> **Extrait du texte**:
Lorsque madame Kagame prie…

Question à un million : vous vous croyez puissant, mais vous êtes constamment boudé par plus puissant que vous. Que faites-vous ? Faire appel aux services des grands lobbyistes pour régler votre cas et vous décharger de cette frustration. Vous dépensez alors des millions, mais rien n’y fait. Vous emprisonnez un juriste pour fléchir la position de la superpuissance… Toujours rien. En désespoir de cause, vous envahissez votre voisin, espérant voir la diplomatie du monde entier venir vous supplier. Au lieu de cela, c’est l’inverse qui se produit : on vous coupe les vivres et vous vous faites sermonner par le grand maître. Que vous reste-t-il comme solution ? Crier votre colère partout où vous le pouvez avant d’envoyer votre femme prier… Voilà présentée, d’une façon schématique, l’équation que doit résoudre le général Kagame dans ses relations avec l’Amérique de Barack Obama.

Depuis ses années d’espion en Ouganda (mais aussi en Tanzanie et à Cuba) et son court stage aux Etats-unis, l’actuel président rwandais croyait avoir toute l’administration américaine dans sa poche. Par une entreprise de culpabilisation efficacement menée, il a su rallier à sa cause un important défenseur : le couple Clinton. Pendant qu’officiellement madame la secrétaire d’état assurait (assistée de Susan Rice) l’intouchabilité du régime afande, monsieur Clinton (relayé par Tony Blair) sillonnait le monde en vantant les mérites d’une dictature qui fait passer les Rwandais pour des choses et les diplomates congolais pour des pauvres apprentis. Les temps changent toutefois. Madame a cédé la place, Susan Rice a été rattrapée par sa partialité et l’on annonce un John Kerry « pacifiste ».

La lune de miel qui a vu les Etats-unis assister Kagame dans ses massacres au Congo est en donc train de ne devenir qu’un lointain souvenir. N’eût-été l’immunité accordée par Barack Obama à l’homme fort de Kigali, ce dernier aurait déjà eu à répondre aux questions d’un juge quelque part dans une juridiction de l’Oklahoma. Le président américain qui n’ignore pas que ce dossier risque d’emporter le dictateur africain s’en méfie désormais comme de la peste. Malgré les innombrables visites effectuées annuellement aux Usa, Kagame n’est plus le bienvenu à la maison blanche. Révolues les largesses des Bush. Il ne se contente guère que des grands meetings avec ses concitoyens dans des célébrations qui n’apportent pas grand chose au pays à part des factures à mettre sur le dos du contribuable rwandais. Le pauvre !

> **Liste des items**:

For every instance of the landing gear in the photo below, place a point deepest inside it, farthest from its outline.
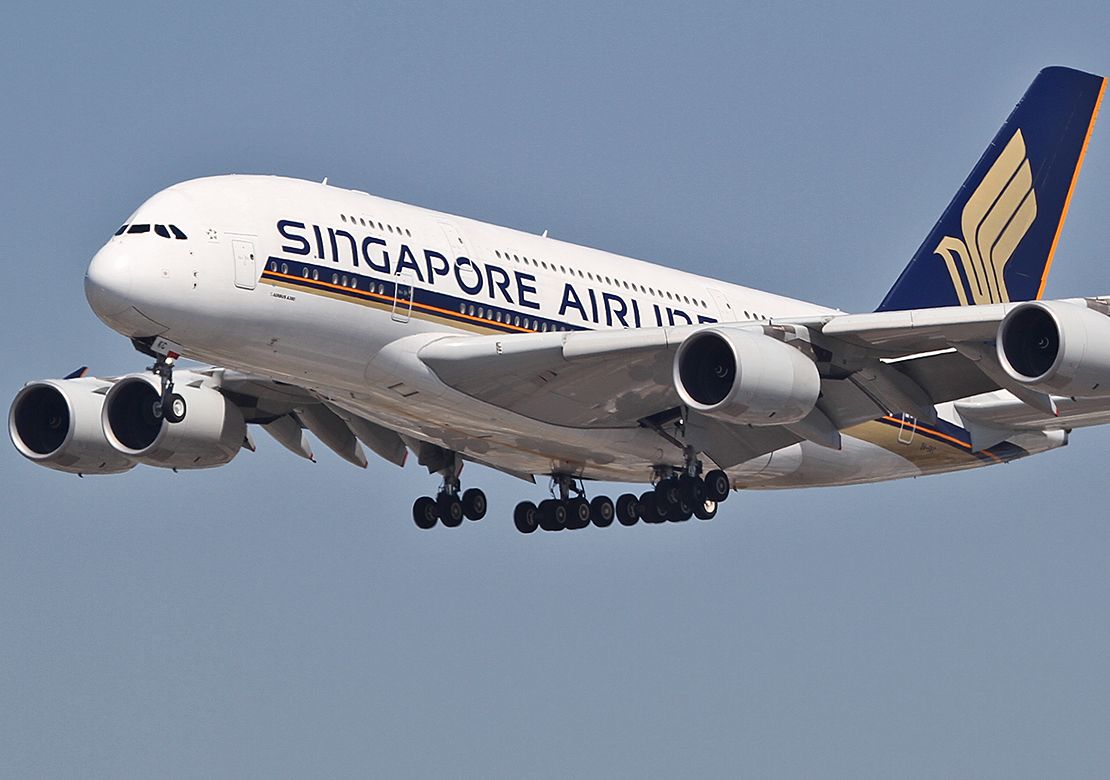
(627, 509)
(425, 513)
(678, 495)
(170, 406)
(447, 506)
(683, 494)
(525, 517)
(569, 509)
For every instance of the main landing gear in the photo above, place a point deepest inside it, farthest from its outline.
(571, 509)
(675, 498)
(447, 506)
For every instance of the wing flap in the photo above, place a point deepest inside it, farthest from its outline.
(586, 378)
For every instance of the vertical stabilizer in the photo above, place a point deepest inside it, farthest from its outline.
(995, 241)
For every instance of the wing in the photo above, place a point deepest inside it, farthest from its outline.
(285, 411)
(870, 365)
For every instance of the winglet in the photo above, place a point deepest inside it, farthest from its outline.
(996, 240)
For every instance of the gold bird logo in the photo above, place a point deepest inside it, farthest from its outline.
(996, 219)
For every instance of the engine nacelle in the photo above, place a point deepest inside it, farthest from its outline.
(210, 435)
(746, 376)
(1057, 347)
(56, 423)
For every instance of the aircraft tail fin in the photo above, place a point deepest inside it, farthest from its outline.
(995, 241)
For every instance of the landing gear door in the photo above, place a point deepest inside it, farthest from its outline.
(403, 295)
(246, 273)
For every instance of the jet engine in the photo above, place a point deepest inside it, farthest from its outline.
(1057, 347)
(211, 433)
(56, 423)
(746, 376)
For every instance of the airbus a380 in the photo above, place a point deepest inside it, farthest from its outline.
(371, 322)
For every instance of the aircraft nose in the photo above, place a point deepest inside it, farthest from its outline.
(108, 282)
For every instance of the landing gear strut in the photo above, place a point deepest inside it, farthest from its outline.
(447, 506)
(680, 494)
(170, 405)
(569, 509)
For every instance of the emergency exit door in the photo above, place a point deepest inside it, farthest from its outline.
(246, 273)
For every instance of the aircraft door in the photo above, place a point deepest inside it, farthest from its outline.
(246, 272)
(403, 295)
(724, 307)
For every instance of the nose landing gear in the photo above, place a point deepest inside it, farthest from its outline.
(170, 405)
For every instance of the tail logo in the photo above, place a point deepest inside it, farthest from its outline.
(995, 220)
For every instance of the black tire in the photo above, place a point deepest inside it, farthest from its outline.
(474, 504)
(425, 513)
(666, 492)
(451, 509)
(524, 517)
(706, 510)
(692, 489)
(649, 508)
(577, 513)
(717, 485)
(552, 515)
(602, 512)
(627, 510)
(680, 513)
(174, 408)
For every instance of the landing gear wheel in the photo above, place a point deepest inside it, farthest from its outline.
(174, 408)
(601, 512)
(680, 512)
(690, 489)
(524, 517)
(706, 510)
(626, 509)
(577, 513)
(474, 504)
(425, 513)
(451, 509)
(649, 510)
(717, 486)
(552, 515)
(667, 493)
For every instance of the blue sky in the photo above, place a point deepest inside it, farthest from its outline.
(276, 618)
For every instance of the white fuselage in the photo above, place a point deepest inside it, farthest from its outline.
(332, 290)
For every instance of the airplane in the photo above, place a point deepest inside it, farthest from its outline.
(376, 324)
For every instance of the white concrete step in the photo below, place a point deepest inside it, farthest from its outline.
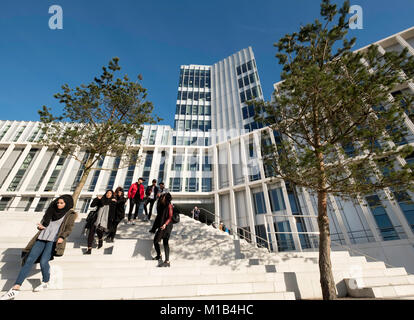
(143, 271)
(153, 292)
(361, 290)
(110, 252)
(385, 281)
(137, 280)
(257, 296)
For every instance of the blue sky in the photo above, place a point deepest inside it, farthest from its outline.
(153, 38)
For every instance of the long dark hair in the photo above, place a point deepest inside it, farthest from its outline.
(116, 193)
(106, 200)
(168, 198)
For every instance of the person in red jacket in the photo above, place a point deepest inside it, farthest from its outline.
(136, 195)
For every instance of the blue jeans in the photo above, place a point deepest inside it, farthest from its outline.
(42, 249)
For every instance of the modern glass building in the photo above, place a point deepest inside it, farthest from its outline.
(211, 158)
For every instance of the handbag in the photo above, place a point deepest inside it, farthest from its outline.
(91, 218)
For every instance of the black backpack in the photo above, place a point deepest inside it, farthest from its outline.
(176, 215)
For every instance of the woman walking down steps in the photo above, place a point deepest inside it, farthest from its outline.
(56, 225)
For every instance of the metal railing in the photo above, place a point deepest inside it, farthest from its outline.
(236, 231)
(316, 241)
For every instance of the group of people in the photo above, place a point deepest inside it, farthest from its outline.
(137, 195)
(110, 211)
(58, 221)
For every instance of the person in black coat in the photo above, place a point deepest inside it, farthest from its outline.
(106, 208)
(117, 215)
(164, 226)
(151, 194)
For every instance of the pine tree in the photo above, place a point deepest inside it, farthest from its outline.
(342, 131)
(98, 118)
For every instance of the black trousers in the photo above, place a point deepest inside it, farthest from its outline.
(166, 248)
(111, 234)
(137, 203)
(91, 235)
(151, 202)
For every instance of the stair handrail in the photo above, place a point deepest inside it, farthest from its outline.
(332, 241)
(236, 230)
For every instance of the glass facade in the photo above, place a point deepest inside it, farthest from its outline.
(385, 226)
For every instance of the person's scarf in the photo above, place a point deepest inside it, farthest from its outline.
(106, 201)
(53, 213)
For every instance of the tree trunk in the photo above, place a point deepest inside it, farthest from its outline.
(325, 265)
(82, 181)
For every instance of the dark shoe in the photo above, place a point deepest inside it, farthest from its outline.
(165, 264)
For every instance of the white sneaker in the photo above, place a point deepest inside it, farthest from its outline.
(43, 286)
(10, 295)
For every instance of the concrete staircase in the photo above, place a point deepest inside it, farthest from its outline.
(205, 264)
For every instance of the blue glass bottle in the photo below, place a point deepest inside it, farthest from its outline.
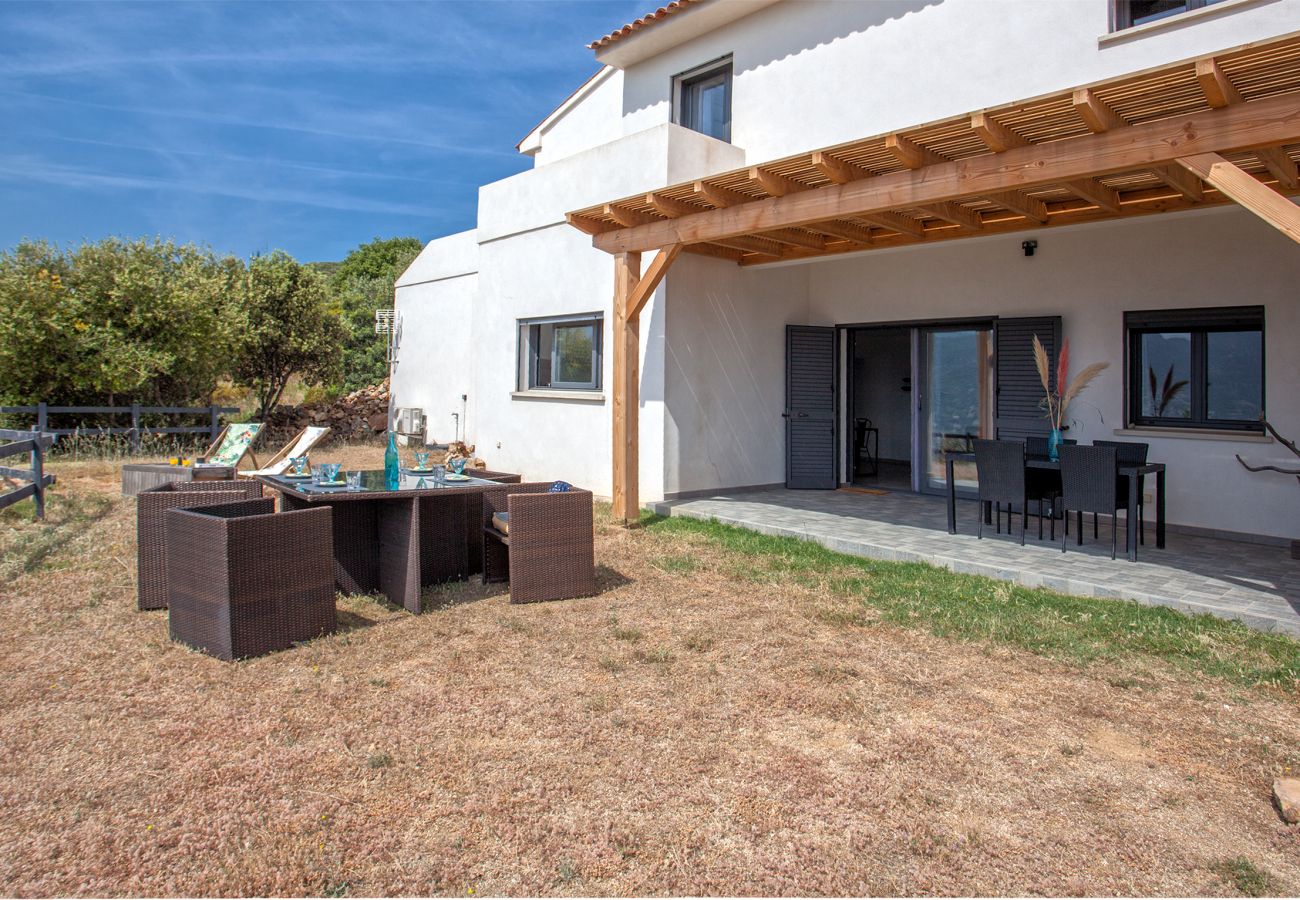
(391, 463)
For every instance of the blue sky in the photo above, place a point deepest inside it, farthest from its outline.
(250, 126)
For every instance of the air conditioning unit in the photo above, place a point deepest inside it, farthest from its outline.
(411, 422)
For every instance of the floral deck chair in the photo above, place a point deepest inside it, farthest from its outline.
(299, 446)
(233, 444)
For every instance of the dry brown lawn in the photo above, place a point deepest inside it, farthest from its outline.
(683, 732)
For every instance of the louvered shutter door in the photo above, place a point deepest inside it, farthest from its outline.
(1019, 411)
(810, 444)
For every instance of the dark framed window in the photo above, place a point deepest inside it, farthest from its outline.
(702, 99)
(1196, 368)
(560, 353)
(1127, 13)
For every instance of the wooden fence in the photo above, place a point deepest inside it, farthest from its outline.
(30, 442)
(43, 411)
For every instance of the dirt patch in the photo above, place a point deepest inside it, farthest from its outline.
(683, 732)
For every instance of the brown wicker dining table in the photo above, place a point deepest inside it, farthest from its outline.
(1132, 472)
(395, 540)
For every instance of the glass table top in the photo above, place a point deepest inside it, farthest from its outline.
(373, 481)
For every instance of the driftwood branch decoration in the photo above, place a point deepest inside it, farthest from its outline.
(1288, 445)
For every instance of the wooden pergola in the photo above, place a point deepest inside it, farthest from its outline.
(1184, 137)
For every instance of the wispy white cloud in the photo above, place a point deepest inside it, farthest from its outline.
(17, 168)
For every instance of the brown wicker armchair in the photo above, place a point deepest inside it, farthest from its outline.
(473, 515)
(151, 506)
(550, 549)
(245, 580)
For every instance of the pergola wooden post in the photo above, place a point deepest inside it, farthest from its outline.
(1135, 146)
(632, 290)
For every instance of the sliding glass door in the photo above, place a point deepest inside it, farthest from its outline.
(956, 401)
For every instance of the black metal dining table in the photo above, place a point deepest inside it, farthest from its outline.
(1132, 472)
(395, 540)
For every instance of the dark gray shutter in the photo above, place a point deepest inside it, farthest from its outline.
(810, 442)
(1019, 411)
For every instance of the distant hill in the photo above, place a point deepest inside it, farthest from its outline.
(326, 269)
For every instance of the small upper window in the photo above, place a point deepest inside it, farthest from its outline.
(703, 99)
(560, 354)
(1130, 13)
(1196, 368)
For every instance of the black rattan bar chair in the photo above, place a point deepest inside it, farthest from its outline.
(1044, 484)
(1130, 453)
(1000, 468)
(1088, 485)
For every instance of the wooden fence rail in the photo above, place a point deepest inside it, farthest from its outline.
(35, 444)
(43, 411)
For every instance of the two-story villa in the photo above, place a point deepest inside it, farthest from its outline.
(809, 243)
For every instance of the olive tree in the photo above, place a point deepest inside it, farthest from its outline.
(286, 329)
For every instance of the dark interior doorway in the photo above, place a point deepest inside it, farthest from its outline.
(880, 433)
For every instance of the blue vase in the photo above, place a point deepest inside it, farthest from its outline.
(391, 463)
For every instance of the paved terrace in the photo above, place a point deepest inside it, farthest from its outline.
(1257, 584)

> **Énoncé A**:
D'après le texte sur Kagame et les États-Unis, pour quelle raison le président américain se méfie-t-il désormais de l'homme fort de Kigali ? Répondez en une à trois phrases.
> **Énoncé B**:
Prolongez le texte sur Kagame et les États-Unis à partir de sa dernière phrase.

> **Corrigé A**:
Barack Obama n'ignore pas que le dossier judiciaire risque d'emporter le dictateur rwandais. Sans l'immunité que le président américain lui a accordée, Kagame aurait déjà dû répondre aux questions d'un juge dans une juridiction de l'Oklahoma.

> **Corrigé B**:
Gêné dans cet ostracisme, Kagame a ainsi tout tenté. Tout. La dernière ruse en date se nomme Jeannette Kagame, sa propre femme. Sous prétexte de participer au National breakfast prayer, l’épouse du dictateur a été faire entendre la voix aujourd’hui déconsidérée de l’Afandie. Elle a ainsi mis un point d’honneur à s’afficher avec l’épouse du sénateur démocrate Bill Nelson (Faute de grives, on mange des merles) et de prononcer un discours éminemment cynique. Elle a en effet parlé de réconciliation comme pour faire oublier que son mari ignorait délibérément le sens de ce mot. Sinon une autre dame serait, elle aussi, libre de mouvement. Libre, Ingabire servirait davantage son peuple et oeuvrerait à la réconciliation de ce dernier mieux que les déplacements outre-atlantiques de madame la présidente. Et Kagame ne le sait que trop bien.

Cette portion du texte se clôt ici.